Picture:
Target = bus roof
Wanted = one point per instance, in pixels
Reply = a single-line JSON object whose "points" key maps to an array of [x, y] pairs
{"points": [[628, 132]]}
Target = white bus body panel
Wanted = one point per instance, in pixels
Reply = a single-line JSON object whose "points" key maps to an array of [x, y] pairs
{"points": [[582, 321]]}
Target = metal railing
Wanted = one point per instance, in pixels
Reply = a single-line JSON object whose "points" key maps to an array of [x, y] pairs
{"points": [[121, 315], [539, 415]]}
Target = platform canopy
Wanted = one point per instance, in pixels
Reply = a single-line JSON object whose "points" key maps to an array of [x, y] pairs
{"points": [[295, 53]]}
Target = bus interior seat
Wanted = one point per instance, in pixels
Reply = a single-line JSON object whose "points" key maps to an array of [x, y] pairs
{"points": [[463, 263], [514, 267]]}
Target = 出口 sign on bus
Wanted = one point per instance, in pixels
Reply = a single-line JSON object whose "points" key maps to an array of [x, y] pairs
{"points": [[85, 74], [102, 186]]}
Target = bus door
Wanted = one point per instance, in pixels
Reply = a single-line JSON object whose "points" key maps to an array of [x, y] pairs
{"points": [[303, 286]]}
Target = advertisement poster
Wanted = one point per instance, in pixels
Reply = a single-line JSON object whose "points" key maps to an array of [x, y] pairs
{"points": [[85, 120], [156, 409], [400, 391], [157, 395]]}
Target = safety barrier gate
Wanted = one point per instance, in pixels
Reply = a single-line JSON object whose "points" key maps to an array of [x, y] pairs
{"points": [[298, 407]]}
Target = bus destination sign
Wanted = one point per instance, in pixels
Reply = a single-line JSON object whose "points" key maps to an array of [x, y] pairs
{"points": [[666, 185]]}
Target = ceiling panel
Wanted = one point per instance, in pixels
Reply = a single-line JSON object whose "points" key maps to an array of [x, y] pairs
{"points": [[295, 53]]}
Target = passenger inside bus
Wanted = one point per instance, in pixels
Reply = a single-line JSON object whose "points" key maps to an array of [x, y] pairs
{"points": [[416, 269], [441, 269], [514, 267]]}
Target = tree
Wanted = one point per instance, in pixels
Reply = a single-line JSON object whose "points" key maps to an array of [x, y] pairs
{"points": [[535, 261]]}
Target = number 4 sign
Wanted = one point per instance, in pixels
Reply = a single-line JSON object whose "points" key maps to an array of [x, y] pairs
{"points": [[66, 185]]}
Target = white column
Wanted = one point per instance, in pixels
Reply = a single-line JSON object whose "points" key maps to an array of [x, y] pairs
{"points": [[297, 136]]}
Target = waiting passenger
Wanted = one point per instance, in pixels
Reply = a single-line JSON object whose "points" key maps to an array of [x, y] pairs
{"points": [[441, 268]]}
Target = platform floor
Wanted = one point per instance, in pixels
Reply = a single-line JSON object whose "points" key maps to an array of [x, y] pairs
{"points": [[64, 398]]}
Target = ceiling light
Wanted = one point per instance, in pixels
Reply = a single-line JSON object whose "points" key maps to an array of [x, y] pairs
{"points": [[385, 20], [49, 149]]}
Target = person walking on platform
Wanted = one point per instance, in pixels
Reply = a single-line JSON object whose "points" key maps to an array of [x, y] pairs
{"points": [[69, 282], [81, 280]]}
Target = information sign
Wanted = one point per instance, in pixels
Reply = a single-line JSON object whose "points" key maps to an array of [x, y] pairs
━━━━━━━━━━━━━━━━━━━━━━━━━━━━━━
__WORK TO BE COMPLETED__
Once you have read the records above, write them out again exactly.

__EXPECTED ANSWER__
Picture:
Target = bus roof
Wanted = one point per instance, in pixels
Reply = a single-line JSON object whose "points" key maps to an array of [x, y] pairs
{"points": [[628, 132]]}
Target = white bus body panel
Wanted = one point per instance, in pixels
Reply = a single-line JSON object whose "points" key maps to an array of [x, y] pairs
{"points": [[582, 321]]}
Target = metal railing
Wanted = one point per instance, in pixels
Reply = a single-line JSON object whose "points" key maps to an array of [x, y] pairs
{"points": [[121, 315], [539, 415]]}
Target = platform canopy
Wanted = one point per instance, in pixels
Reply = a single-line JSON object whose "points" key maps to an array of [x, y] pairs
{"points": [[295, 53]]}
Target = bus interior seat
Wanted = one point per instance, in pixels
Reply = a single-line JSON object whose "points" key maps to an array of [x, y] pairs
{"points": [[463, 263], [514, 267]]}
Target = 出口 sign on bus
Wanted = one point per instance, in pixels
Reply = a single-line JSON object whose "points" key maps to an array of [x, y] pairs
{"points": [[85, 74], [102, 186]]}
Target = bus door
Wanted = one point per instance, in pixels
Reply = a single-line JSON object whose "points" key maps to an array of [x, y] pairs
{"points": [[303, 286]]}
Target = advertisement poster
Wanted = one point per instance, in pixels
Reply = a single-line JSON object whose "points" key maps to an array of [x, y] pairs
{"points": [[85, 120], [156, 409], [400, 391], [157, 395]]}
Target = safety barrier gate
Wanted = one point per instance, in pixels
Reply = a single-line JSON object whose "points" key maps to an array of [x, y] pairs
{"points": [[298, 407]]}
Target = bus destination sign
Wanted = one point per instance, in pixels
Reply = a single-line JSON object whose "points" key maps to an array of [x, y] pairs
{"points": [[666, 185]]}
Target = ceiling panel
Wanted = one point per instance, in pixels
Reply = a single-line JSON object whose "points" key maps to an array of [x, y] pairs
{"points": [[295, 53]]}
Target = passenger inside bus
Wanted = one point per instance, in pixels
Reply = a single-line JSON object whose "points" key maps to an array of [x, y] pairs
{"points": [[416, 269], [441, 269], [514, 267]]}
Target = tree
Wanted = one point per instance, in pixels
Reply = a single-line JSON object whose "points" key maps to an array of [x, y] pairs
{"points": [[535, 261]]}
Target = number 4 sign
Wanted = one point per instance, in pixels
Reply = a single-line JSON object whose "points" key maps to an array of [x, y] pairs
{"points": [[66, 185]]}
Target = white column
Wanted = one point per instance, in pixels
Reply = a single-line JSON object whose "points" key maps to an array of [x, y] pairs
{"points": [[297, 136]]}
Target = waiting passenger
Wanted = one point per instance, in pixels
Reply = a single-line JSON object whose "points" key maps to an array of [x, y] pairs
{"points": [[441, 268]]}
Target = platform floor
Wanted = one point per instance, in pixels
Reply = a single-line JSON object whose "points" key maps to an array of [x, y] pairs
{"points": [[64, 398]]}
Target = ceiling light
Wanted = one point per instance, in pixels
Reply = a single-line JSON object whose "points" key maps to an array of [x, y] pairs
{"points": [[385, 20], [49, 149]]}
Target = person walking on platform
Wanted = one point per instance, in pixels
Reply = a single-line JSON object whose "points" key maps to an array of [x, y] pairs
{"points": [[69, 282], [81, 280]]}
Target = information sign
Wanted = one point per instance, in pixels
Reply = a single-line JSON object whose "points" key maps to an array of [x, y] pairs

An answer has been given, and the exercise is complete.